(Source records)
::::
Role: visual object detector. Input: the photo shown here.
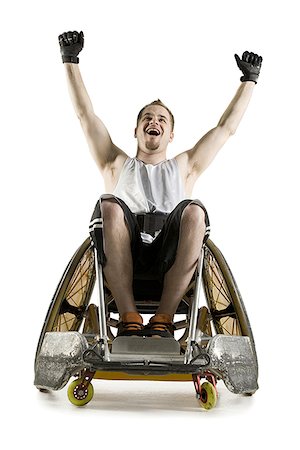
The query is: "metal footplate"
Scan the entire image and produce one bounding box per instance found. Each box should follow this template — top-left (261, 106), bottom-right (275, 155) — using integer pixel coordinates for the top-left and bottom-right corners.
top-left (111, 336), bottom-right (181, 355)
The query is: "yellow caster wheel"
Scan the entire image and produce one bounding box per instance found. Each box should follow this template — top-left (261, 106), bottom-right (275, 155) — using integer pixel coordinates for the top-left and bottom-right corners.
top-left (199, 381), bottom-right (217, 410)
top-left (67, 378), bottom-right (94, 406)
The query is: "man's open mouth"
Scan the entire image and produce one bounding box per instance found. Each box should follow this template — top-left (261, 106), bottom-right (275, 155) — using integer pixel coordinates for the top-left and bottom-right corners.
top-left (146, 127), bottom-right (161, 136)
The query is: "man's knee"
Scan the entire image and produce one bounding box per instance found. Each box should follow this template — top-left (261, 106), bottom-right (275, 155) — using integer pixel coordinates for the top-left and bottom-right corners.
top-left (101, 199), bottom-right (125, 223)
top-left (181, 203), bottom-right (206, 232)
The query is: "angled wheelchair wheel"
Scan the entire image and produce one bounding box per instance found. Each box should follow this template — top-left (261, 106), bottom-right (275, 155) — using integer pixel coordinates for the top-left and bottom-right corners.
top-left (67, 377), bottom-right (94, 406)
top-left (34, 238), bottom-right (96, 366)
top-left (202, 239), bottom-right (257, 359)
top-left (199, 381), bottom-right (218, 410)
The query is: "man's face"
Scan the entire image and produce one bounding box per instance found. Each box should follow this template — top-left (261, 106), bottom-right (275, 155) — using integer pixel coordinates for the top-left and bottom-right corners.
top-left (135, 105), bottom-right (174, 153)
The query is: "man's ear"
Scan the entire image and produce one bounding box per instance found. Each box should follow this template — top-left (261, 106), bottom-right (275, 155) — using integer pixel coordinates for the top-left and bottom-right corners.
top-left (134, 127), bottom-right (137, 138)
top-left (169, 131), bottom-right (174, 143)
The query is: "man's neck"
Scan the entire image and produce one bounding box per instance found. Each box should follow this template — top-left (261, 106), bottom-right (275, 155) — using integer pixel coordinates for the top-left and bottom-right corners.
top-left (136, 149), bottom-right (167, 165)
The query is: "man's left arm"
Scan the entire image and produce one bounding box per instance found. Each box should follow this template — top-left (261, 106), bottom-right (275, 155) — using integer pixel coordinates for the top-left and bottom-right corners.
top-left (177, 51), bottom-right (263, 178)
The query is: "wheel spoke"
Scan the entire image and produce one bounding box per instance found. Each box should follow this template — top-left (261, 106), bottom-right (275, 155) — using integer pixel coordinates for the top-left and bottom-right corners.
top-left (206, 256), bottom-right (232, 305)
top-left (66, 250), bottom-right (94, 300)
top-left (67, 282), bottom-right (90, 306)
top-left (54, 312), bottom-right (74, 331)
top-left (51, 245), bottom-right (94, 332)
top-left (209, 262), bottom-right (231, 305)
top-left (207, 271), bottom-right (230, 309)
top-left (203, 242), bottom-right (245, 338)
top-left (216, 315), bottom-right (242, 336)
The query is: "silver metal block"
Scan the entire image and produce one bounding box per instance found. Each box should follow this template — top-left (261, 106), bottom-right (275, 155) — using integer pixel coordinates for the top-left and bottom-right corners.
top-left (111, 336), bottom-right (181, 355)
top-left (34, 332), bottom-right (89, 391)
top-left (207, 335), bottom-right (259, 394)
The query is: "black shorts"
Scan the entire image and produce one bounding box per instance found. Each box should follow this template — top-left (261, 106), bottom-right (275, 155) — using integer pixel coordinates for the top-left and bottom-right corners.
top-left (90, 195), bottom-right (210, 283)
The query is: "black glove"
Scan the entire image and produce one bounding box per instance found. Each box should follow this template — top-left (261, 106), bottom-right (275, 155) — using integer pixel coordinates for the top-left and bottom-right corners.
top-left (58, 31), bottom-right (84, 64)
top-left (234, 51), bottom-right (263, 84)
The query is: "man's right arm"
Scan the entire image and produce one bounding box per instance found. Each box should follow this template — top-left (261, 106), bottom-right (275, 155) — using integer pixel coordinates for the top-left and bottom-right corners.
top-left (59, 31), bottom-right (127, 173)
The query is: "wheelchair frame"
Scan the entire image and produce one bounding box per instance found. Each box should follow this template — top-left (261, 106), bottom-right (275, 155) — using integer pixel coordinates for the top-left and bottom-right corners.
top-left (34, 236), bottom-right (258, 409)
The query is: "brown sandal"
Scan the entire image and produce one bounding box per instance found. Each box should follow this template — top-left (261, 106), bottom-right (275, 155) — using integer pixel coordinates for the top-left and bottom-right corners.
top-left (146, 313), bottom-right (175, 337)
top-left (117, 312), bottom-right (144, 336)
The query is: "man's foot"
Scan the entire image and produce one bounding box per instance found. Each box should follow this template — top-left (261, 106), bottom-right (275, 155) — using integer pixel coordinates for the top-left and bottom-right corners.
top-left (117, 312), bottom-right (144, 336)
top-left (145, 313), bottom-right (175, 338)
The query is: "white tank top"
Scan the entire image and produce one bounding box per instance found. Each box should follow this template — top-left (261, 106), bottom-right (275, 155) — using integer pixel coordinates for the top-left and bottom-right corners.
top-left (112, 157), bottom-right (186, 214)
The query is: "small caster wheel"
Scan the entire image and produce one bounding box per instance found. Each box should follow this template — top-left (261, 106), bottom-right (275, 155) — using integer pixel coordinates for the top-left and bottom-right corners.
top-left (198, 381), bottom-right (217, 410)
top-left (67, 378), bottom-right (94, 406)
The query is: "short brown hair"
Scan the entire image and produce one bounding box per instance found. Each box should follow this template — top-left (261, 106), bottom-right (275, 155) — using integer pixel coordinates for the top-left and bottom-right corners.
top-left (137, 99), bottom-right (175, 131)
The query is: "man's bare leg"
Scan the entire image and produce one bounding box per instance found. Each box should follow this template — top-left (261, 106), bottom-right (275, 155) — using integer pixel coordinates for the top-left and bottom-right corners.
top-left (101, 199), bottom-right (138, 316)
top-left (156, 204), bottom-right (206, 318)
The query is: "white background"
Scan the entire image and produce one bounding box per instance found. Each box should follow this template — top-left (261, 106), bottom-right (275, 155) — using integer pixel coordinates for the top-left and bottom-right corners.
top-left (1, 0), bottom-right (298, 448)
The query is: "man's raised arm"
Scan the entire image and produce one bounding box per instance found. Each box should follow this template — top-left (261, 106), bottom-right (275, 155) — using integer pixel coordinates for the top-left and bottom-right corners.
top-left (177, 51), bottom-right (263, 178)
top-left (58, 31), bottom-right (127, 172)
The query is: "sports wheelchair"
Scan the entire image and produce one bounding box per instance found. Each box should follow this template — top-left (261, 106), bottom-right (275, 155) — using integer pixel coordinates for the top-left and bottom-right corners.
top-left (34, 223), bottom-right (258, 410)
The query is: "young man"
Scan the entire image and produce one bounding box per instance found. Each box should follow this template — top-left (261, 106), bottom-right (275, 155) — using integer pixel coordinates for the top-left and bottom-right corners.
top-left (58, 31), bottom-right (262, 337)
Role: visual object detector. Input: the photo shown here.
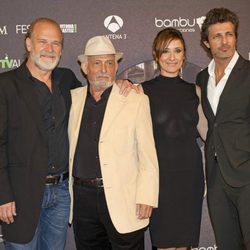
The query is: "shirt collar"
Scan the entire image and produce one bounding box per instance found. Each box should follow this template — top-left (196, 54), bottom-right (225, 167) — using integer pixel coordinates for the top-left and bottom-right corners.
top-left (24, 63), bottom-right (58, 85)
top-left (87, 84), bottom-right (113, 103)
top-left (208, 51), bottom-right (239, 77)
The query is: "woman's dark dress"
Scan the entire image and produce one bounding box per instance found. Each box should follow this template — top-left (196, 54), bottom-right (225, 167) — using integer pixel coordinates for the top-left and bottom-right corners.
top-left (143, 75), bottom-right (204, 248)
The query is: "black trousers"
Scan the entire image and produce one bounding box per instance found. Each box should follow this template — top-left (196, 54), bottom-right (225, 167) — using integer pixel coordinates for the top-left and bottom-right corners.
top-left (207, 160), bottom-right (250, 250)
top-left (73, 184), bottom-right (145, 250)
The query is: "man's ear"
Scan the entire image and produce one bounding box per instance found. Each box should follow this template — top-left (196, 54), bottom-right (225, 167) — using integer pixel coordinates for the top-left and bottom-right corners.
top-left (81, 63), bottom-right (88, 75)
top-left (25, 38), bottom-right (32, 52)
top-left (115, 61), bottom-right (118, 72)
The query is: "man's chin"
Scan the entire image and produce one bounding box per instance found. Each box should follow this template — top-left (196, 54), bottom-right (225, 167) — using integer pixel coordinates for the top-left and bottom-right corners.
top-left (36, 61), bottom-right (59, 71)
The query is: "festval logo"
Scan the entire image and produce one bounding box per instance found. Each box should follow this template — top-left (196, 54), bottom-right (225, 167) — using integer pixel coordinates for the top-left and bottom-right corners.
top-left (104, 15), bottom-right (123, 33)
top-left (0, 25), bottom-right (8, 35)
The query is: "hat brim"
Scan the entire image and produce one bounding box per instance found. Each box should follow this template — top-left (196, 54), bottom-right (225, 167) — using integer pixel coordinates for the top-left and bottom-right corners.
top-left (78, 52), bottom-right (123, 63)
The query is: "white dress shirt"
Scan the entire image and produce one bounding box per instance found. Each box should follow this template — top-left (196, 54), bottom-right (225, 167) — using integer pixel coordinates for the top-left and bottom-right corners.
top-left (207, 51), bottom-right (239, 115)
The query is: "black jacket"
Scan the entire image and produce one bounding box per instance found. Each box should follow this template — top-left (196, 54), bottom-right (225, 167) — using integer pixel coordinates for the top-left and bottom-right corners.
top-left (0, 62), bottom-right (81, 243)
top-left (196, 55), bottom-right (250, 187)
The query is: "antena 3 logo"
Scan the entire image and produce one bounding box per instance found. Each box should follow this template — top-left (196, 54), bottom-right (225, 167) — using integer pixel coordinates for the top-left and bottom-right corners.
top-left (0, 25), bottom-right (8, 35)
top-left (155, 16), bottom-right (206, 32)
top-left (104, 15), bottom-right (123, 33)
top-left (104, 15), bottom-right (127, 40)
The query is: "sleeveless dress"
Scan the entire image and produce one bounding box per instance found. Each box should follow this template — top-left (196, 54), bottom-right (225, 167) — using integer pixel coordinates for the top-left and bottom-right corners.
top-left (143, 75), bottom-right (204, 248)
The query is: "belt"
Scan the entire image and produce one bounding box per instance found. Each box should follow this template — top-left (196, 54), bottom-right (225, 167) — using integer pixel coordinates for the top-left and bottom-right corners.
top-left (45, 172), bottom-right (69, 185)
top-left (74, 177), bottom-right (103, 188)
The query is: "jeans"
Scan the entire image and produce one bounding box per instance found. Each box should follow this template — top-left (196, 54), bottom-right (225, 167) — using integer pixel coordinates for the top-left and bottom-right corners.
top-left (5, 178), bottom-right (70, 250)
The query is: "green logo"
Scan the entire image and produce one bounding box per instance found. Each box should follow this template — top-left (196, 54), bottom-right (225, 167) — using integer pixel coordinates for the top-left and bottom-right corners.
top-left (0, 55), bottom-right (21, 69)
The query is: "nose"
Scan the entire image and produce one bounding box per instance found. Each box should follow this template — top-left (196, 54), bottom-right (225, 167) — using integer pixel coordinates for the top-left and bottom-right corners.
top-left (45, 42), bottom-right (53, 52)
top-left (101, 63), bottom-right (107, 73)
top-left (169, 52), bottom-right (175, 60)
top-left (221, 35), bottom-right (228, 44)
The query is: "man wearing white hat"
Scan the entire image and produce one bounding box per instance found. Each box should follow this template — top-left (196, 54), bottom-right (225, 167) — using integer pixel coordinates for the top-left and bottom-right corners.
top-left (68, 36), bottom-right (159, 249)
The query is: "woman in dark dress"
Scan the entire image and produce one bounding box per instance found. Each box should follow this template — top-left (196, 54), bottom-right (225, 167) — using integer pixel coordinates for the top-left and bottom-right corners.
top-left (142, 28), bottom-right (207, 250)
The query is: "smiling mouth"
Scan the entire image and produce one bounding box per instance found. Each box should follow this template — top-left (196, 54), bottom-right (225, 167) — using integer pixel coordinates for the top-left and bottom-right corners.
top-left (41, 55), bottom-right (55, 59)
top-left (166, 63), bottom-right (178, 66)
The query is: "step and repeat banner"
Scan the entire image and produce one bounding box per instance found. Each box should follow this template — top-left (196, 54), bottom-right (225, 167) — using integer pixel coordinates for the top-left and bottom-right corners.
top-left (0, 0), bottom-right (249, 249)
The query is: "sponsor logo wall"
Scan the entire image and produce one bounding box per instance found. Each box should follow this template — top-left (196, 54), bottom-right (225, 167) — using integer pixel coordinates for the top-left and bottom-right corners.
top-left (0, 1), bottom-right (249, 249)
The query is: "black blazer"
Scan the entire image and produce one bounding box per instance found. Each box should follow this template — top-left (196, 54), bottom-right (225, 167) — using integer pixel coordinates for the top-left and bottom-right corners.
top-left (0, 63), bottom-right (81, 243)
top-left (196, 55), bottom-right (250, 187)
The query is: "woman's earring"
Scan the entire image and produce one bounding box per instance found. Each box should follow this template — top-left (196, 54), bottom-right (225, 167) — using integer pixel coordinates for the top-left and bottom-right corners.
top-left (179, 67), bottom-right (183, 79)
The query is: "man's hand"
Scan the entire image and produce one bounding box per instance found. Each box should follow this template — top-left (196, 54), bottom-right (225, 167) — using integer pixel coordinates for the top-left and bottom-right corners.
top-left (0, 202), bottom-right (16, 224)
top-left (136, 204), bottom-right (153, 220)
top-left (116, 79), bottom-right (142, 96)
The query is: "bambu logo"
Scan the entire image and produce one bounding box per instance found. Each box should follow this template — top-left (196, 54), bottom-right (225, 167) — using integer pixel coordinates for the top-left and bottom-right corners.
top-left (196, 16), bottom-right (206, 29)
top-left (104, 15), bottom-right (123, 33)
top-left (155, 17), bottom-right (196, 27)
top-left (155, 16), bottom-right (204, 32)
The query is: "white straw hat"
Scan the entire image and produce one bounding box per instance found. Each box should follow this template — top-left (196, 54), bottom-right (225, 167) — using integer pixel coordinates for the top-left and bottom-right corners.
top-left (78, 36), bottom-right (123, 63)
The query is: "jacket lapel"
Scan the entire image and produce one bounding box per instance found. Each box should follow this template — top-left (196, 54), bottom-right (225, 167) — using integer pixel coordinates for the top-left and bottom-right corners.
top-left (15, 64), bottom-right (47, 141)
top-left (54, 69), bottom-right (71, 115)
top-left (100, 84), bottom-right (127, 140)
top-left (69, 84), bottom-right (126, 154)
top-left (68, 87), bottom-right (87, 158)
top-left (216, 56), bottom-right (244, 117)
top-left (201, 70), bottom-right (215, 121)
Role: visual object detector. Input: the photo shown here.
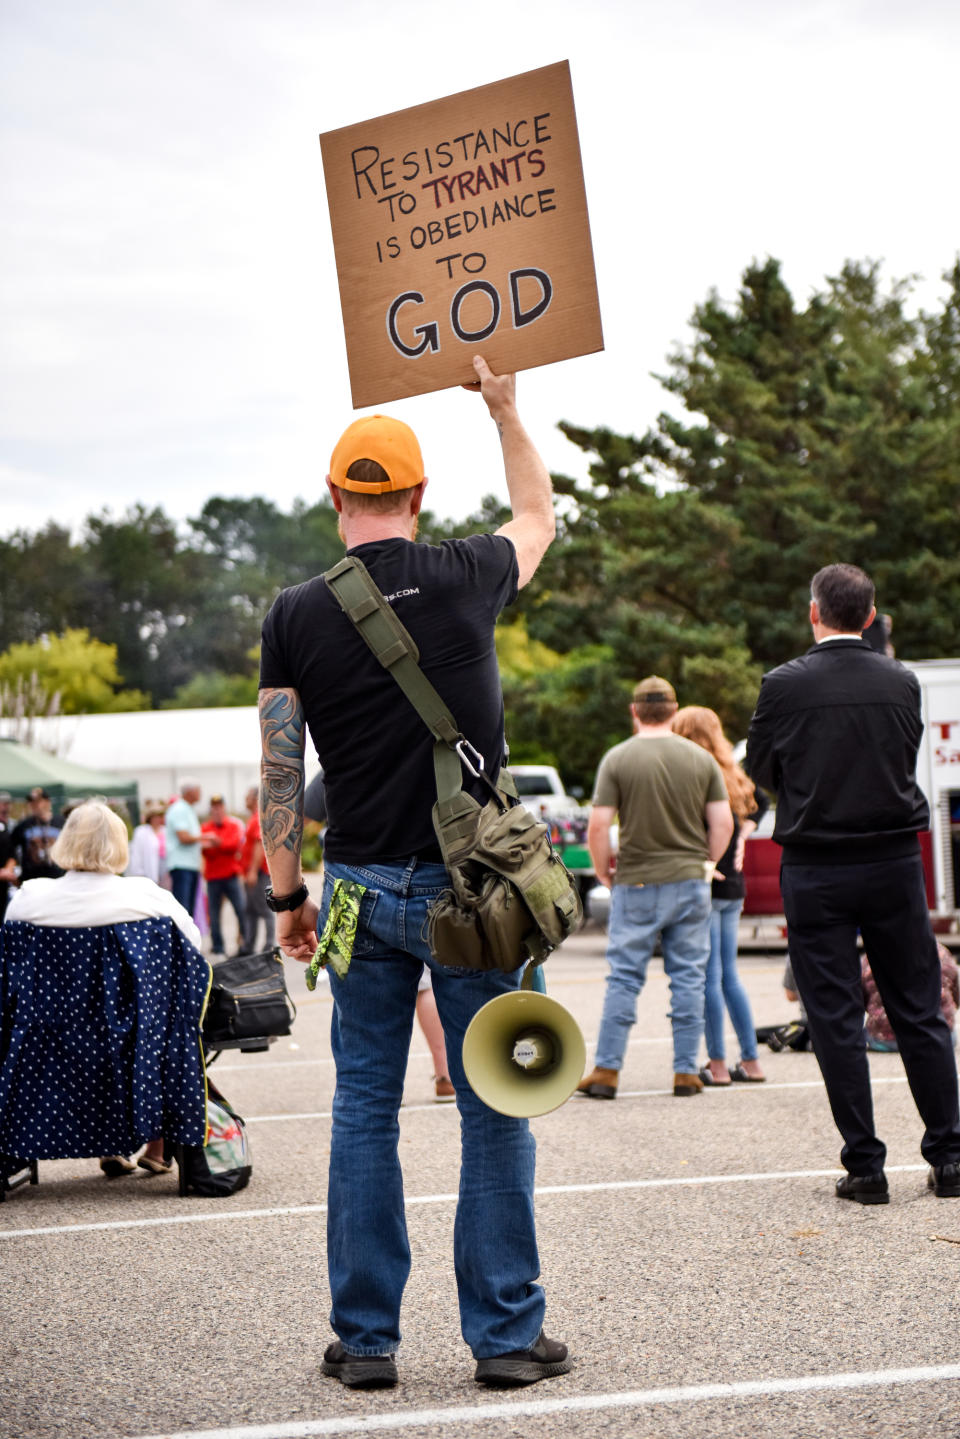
::::
#### Task objective
Only lines holding the string "brown" are wanted; gather each one from the entries above.

#### Your response
The query is: "brown sandal"
The query is: "short brown hair"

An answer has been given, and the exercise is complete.